---------- Provided entries

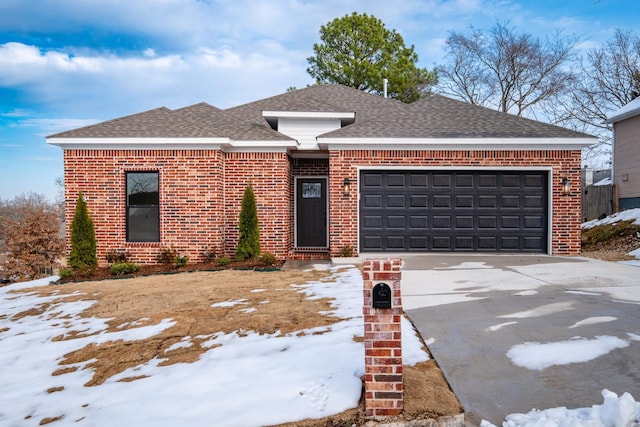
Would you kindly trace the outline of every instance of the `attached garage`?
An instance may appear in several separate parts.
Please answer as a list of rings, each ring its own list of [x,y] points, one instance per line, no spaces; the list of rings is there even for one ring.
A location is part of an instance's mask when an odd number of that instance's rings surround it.
[[[546,170],[361,170],[361,252],[548,251]]]

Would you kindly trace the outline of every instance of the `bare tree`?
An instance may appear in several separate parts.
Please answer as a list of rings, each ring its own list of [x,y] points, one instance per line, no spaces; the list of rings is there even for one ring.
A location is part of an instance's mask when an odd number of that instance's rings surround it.
[[[571,86],[574,76],[565,65],[577,41],[560,34],[541,41],[501,23],[488,31],[471,27],[468,35],[452,31],[438,89],[472,104],[535,116],[533,107]]]
[[[2,279],[30,280],[52,274],[64,250],[58,210],[34,193],[2,203]]]
[[[569,99],[558,104],[555,119],[599,137],[587,158],[611,151],[607,117],[640,94],[640,36],[616,30],[602,47],[589,50],[579,62],[579,76]]]

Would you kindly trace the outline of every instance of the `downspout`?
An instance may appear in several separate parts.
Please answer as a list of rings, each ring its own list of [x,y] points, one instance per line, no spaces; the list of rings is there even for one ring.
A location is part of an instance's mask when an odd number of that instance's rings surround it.
[[[388,83],[389,83],[389,80],[382,79],[382,96],[384,96],[385,98],[387,97],[387,84]]]

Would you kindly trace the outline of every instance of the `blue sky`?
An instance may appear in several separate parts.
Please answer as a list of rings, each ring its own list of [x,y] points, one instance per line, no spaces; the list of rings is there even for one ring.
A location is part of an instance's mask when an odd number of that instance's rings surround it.
[[[442,62],[451,30],[509,22],[580,49],[638,31],[637,0],[2,0],[0,199],[53,199],[62,150],[45,136],[151,108],[226,108],[313,83],[320,26],[367,12]]]

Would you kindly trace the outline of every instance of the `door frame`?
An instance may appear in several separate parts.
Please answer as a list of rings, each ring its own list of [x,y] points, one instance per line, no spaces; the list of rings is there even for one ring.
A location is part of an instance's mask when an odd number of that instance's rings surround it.
[[[293,177],[294,185],[293,185],[293,248],[307,248],[308,246],[298,246],[298,180],[301,179],[322,179],[325,183],[325,192],[326,192],[326,221],[325,221],[325,231],[327,233],[326,238],[326,246],[313,246],[313,248],[318,249],[329,249],[329,176],[328,175],[309,175],[309,176],[295,176]]]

--------------------

Work item
Without the pictures, restate each entry exactly.

Your response
Would you kindly trace the outline of every instance of the `attached garage`?
An instance may appear in several separate parts.
Please answer as a list of rings, each ring its own list of [x,y] points, one instance per line, no spaces; the list of rings is there even for one ring.
A location is part of an instance's mask when an odd number of that instance's rings surround it.
[[[546,170],[361,170],[361,252],[548,251]]]

Would you kindly trace the outline of every instance of the `bare tree`?
An instance may appear in several separate parts.
Please answer as a list of rings, each ring its own list of [x,y] points, one instance per line, no spaces; the list of rings is there even for one ring.
A location is part of an instance's mask when an odd number of that instance's rings surround it.
[[[571,86],[574,76],[565,65],[577,41],[560,34],[541,41],[501,23],[488,31],[471,27],[468,35],[452,31],[438,89],[472,104],[535,116],[533,107]]]
[[[2,279],[30,280],[52,274],[64,250],[58,210],[34,193],[2,203]]]
[[[569,99],[558,104],[555,119],[599,137],[587,158],[611,151],[607,117],[640,94],[640,36],[616,30],[602,47],[589,50],[579,62],[579,76]]]

Would you kindly trace the outline of every instance of the `downspout`?
An instance may appear in several separate parts.
Please answer as a list of rings, each ring its own list of [x,y] points, one instance per line, no spaces; the list of rings is there even for one ring.
A location is part of an instance's mask when an odd number of that instance's rings surround it.
[[[388,83],[389,83],[389,80],[382,79],[382,96],[384,96],[385,98],[387,97],[387,84]]]

Would you kindly trace the outline of every instance of the `blue sky`?
An instance may appear in several separate parts.
Please answer as a list of rings, each ring its own list of [x,y] points, one instance per line, no spaces; the list of rings is there even for one ring.
A location is part of an instance's mask when an odd number of that instance's rings surround it.
[[[442,62],[451,30],[509,22],[580,49],[638,31],[637,0],[2,0],[0,199],[53,199],[62,150],[45,136],[151,108],[226,108],[313,83],[320,26],[367,12]]]

Would you kindly trace the outline of every instance of the `door frame`?
An instance may appear in several separate parts.
Please answer as a list of rings, each ring its own list of [x,y] points, one instance per line, no spaces; the list of rings is there even for one ring.
A location is part of an instance's mask when an odd number of that instance's rings surround it.
[[[293,177],[294,185],[293,185],[293,248],[307,248],[308,246],[298,246],[298,180],[301,179],[322,179],[325,183],[325,192],[326,192],[326,221],[325,221],[325,231],[327,233],[326,238],[326,246],[313,246],[313,248],[318,249],[329,249],[329,176],[328,175],[309,175],[309,176],[295,176]]]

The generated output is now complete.